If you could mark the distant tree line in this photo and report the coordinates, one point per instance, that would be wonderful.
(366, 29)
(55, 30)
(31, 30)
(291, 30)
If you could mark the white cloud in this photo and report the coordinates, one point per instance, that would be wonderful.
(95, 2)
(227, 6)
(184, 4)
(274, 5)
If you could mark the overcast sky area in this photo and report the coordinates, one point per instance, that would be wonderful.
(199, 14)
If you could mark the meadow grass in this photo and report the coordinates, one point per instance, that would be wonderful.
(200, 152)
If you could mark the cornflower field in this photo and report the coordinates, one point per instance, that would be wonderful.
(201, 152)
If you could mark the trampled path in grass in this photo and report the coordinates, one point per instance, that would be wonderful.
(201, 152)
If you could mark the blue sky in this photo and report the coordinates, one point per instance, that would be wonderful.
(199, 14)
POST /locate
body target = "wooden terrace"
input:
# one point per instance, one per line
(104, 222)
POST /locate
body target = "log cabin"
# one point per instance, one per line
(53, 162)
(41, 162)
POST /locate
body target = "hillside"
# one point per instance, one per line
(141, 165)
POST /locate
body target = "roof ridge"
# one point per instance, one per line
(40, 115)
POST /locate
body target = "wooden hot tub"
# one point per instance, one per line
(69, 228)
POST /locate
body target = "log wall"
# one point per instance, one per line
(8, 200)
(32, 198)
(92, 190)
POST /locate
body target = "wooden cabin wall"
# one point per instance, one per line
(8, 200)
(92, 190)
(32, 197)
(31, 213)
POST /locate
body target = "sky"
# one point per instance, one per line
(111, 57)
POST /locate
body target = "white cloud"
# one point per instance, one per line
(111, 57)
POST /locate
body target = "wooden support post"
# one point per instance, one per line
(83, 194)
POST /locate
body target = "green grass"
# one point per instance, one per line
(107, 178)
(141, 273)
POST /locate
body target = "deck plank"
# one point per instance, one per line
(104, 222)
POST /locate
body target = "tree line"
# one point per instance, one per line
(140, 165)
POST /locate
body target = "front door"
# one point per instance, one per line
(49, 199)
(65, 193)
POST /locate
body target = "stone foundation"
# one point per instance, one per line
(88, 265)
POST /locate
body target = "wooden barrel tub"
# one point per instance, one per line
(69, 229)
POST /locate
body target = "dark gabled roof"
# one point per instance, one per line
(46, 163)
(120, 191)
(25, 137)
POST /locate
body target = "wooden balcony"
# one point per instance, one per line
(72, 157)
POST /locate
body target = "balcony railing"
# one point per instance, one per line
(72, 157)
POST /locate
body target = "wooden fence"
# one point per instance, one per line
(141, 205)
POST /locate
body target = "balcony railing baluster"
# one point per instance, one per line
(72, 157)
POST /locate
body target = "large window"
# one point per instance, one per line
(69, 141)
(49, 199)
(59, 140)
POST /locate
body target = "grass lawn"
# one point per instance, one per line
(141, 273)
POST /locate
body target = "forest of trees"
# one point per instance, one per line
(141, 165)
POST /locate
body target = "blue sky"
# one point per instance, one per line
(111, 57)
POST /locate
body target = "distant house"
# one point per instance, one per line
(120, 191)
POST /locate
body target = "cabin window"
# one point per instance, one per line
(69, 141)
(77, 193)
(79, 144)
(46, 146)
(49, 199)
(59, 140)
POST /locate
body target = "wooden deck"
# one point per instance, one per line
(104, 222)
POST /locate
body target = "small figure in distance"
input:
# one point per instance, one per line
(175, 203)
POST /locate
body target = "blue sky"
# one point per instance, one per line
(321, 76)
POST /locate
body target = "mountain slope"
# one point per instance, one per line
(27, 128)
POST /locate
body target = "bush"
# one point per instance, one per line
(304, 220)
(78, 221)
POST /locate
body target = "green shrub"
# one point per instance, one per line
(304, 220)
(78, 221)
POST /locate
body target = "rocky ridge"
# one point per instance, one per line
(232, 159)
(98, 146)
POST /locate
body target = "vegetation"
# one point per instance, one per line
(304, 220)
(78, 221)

---+---

> [EXERCISE BRIEF] In how many lines of the records does the word "wooden" appear? Answer with the number only.

> [RESULT OF THIS EXERCISE] 8